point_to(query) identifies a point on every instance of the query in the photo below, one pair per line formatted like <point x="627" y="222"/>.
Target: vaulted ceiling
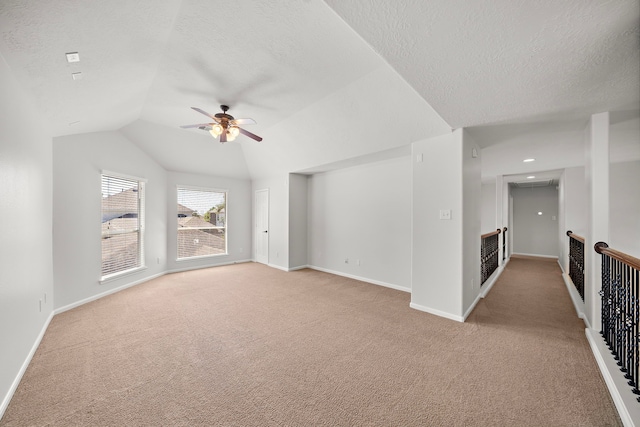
<point x="326" y="81"/>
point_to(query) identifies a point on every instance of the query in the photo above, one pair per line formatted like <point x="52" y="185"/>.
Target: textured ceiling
<point x="381" y="74"/>
<point x="494" y="61"/>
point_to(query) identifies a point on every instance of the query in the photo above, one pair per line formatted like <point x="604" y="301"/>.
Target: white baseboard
<point x="535" y="255"/>
<point x="436" y="312"/>
<point x="624" y="399"/>
<point x="485" y="288"/>
<point x="362" y="279"/>
<point x="561" y="267"/>
<point x="279" y="267"/>
<point x="200" y="267"/>
<point x="105" y="293"/>
<point x="578" y="304"/>
<point x="471" y="307"/>
<point x="25" y="365"/>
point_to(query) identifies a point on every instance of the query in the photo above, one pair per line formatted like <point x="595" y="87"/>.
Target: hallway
<point x="544" y="343"/>
<point x="251" y="345"/>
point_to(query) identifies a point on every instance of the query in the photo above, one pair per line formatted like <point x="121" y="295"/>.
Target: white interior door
<point x="262" y="226"/>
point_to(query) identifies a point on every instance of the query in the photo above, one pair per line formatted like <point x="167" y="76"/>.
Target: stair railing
<point x="488" y="254"/>
<point x="620" y="311"/>
<point x="504" y="243"/>
<point x="576" y="262"/>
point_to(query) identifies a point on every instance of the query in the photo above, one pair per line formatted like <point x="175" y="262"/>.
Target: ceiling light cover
<point x="216" y="130"/>
<point x="73" y="57"/>
<point x="232" y="133"/>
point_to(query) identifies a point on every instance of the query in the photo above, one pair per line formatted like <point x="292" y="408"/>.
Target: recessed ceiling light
<point x="73" y="57"/>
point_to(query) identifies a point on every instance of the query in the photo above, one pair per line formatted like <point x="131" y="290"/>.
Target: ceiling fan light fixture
<point x="232" y="133"/>
<point x="216" y="130"/>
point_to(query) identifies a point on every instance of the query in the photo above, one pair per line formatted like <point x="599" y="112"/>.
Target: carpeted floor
<point x="248" y="345"/>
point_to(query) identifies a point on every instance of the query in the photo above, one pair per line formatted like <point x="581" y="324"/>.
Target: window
<point x="122" y="225"/>
<point x="202" y="222"/>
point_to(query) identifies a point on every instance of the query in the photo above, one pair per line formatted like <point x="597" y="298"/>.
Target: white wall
<point x="624" y="207"/>
<point x="78" y="161"/>
<point x="363" y="213"/>
<point x="437" y="255"/>
<point x="298" y="220"/>
<point x="26" y="270"/>
<point x="238" y="213"/>
<point x="574" y="209"/>
<point x="488" y="208"/>
<point x="471" y="195"/>
<point x="535" y="234"/>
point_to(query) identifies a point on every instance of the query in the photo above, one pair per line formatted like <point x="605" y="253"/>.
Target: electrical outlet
<point x="445" y="213"/>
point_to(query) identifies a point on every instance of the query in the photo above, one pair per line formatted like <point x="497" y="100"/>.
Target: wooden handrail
<point x="575" y="236"/>
<point x="484" y="236"/>
<point x="603" y="248"/>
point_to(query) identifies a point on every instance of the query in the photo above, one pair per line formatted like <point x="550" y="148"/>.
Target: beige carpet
<point x="248" y="345"/>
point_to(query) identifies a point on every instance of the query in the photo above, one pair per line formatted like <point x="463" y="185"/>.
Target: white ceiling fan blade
<point x="201" y="111"/>
<point x="250" y="135"/>
<point x="196" y="126"/>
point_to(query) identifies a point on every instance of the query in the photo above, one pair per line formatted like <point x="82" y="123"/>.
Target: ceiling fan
<point x="224" y="125"/>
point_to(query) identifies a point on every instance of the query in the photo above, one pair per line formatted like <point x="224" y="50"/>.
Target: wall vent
<point x="530" y="184"/>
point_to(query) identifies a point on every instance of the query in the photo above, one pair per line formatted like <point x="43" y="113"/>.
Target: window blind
<point x="202" y="222"/>
<point x="122" y="225"/>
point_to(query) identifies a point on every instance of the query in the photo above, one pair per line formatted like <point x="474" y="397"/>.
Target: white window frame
<point x="141" y="226"/>
<point x="226" y="222"/>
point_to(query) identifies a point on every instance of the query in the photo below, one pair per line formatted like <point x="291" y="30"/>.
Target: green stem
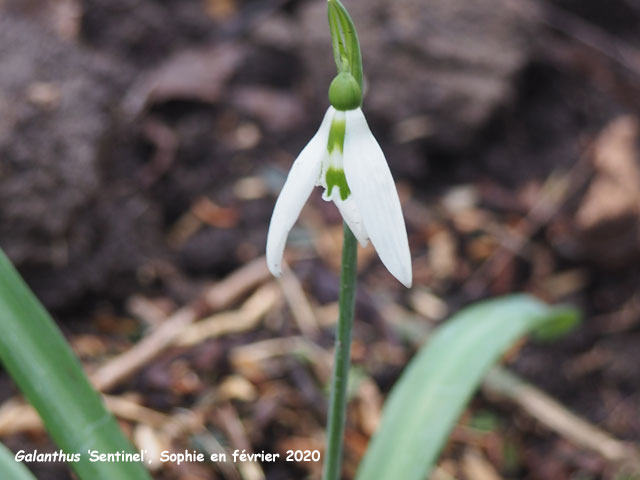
- - - - - - -
[Consegna] Quali righe dei dati riportati sopra contengono la parola "white"? Individuale e trascrivile tutte per intero.

[Risposta]
Target: white baseboard
Target: white interior door
Target: white wall
Target: white ceiling fan blade
Target: white window frame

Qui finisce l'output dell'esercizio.